Set problem: Copy the passage on x86 control registers below word for word, from start to finish.

Document extract:
__________________________________________________

The control registers contain some of the most important flags on the x86 architecture. A summary of the control registers can be found on page 50 of intel-sys.pdf. Control register 0 (CR0) contains the most powerful system flags. The only flag in CR0 that you should modify is bit 31 (the top bit), which activates paging. Paging is active when the flag is set, and inactive when the flag is cleared. Make sure you have set up your page directory (discussed below) properly before setting this flag. Do not modify the state of any of the other flags in this register.

Control register 1 (CR1) is reserved and should not be touched.

Control register 2 (CR2) is only used in one instance. When your kernel takes a page fault, CR2 will contain the address that caused the page fault. You will need to get the value of this register inside your page fault handler.

__________________________________________________

Given information:
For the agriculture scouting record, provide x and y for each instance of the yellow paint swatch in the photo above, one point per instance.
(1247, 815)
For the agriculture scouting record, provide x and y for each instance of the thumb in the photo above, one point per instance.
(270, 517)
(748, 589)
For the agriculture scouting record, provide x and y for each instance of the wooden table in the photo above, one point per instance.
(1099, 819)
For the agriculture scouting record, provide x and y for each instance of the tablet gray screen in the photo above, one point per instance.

__________________________________________________

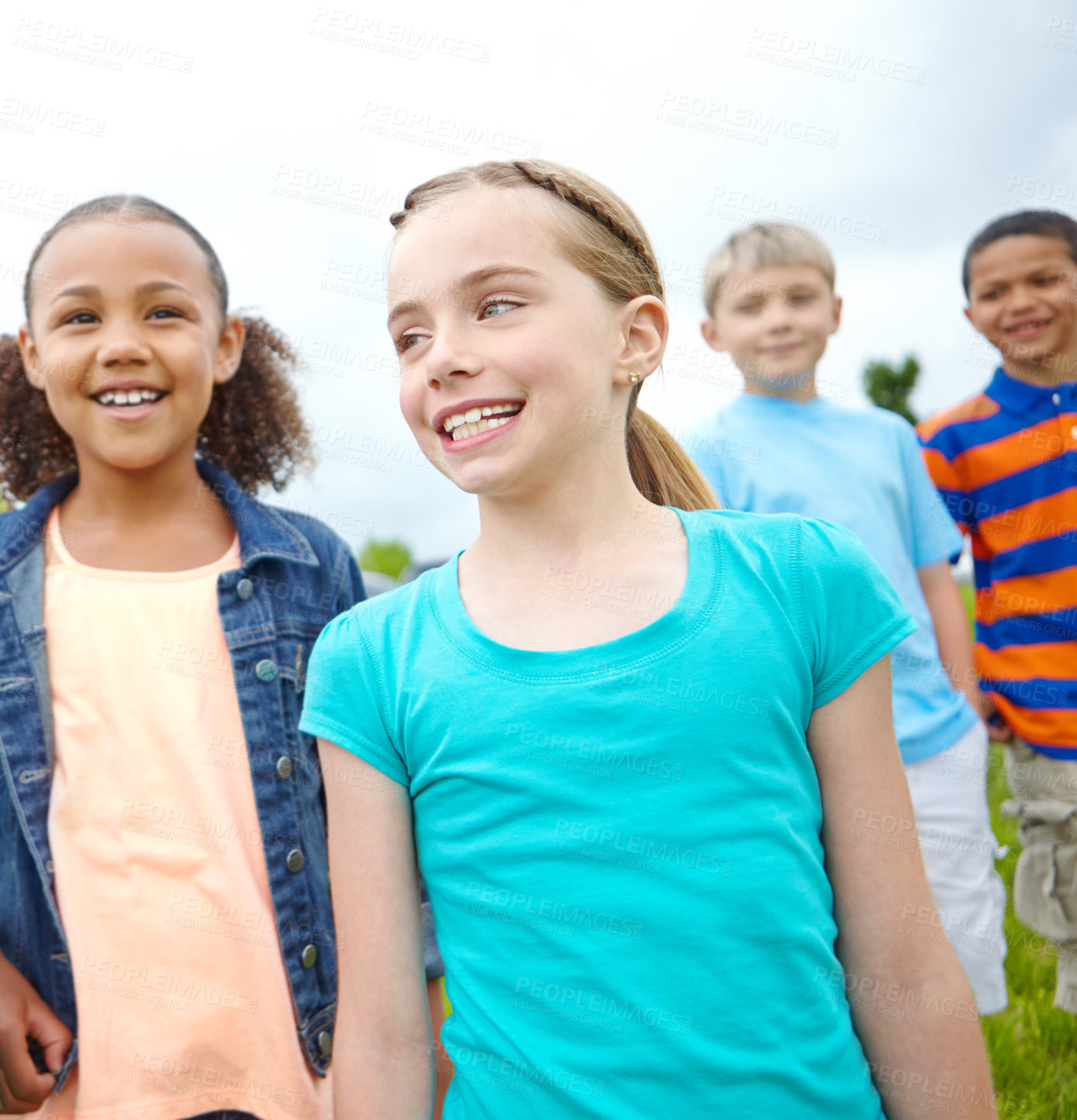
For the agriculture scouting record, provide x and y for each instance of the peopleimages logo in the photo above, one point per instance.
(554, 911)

__________________________________________________

Written solution:
The control registers contain some of the most important flags on the x86 architecture. A summary of the control registers can be found on page 50 of intel-sys.pdf. Control register 0 (CR0) contains the most powerful system flags. The only flag in CR0 that you should modify is bit 31 (the top bit), which activates paging. Paging is active when the flag is set, and inactive when the flag is cleared. Make sure you have set up your page directory (discussed below) properly before setting this flag. Do not modify the state of any of the other flags in this register.

Control register 1 (CR1) is reserved and should not be touched.

Control register 2 (CR2) is only used in one instance. When your kernel takes a page fault, CR2 will contain the address that caused the page fault. You will need to get the value of this register inside your page fault handler.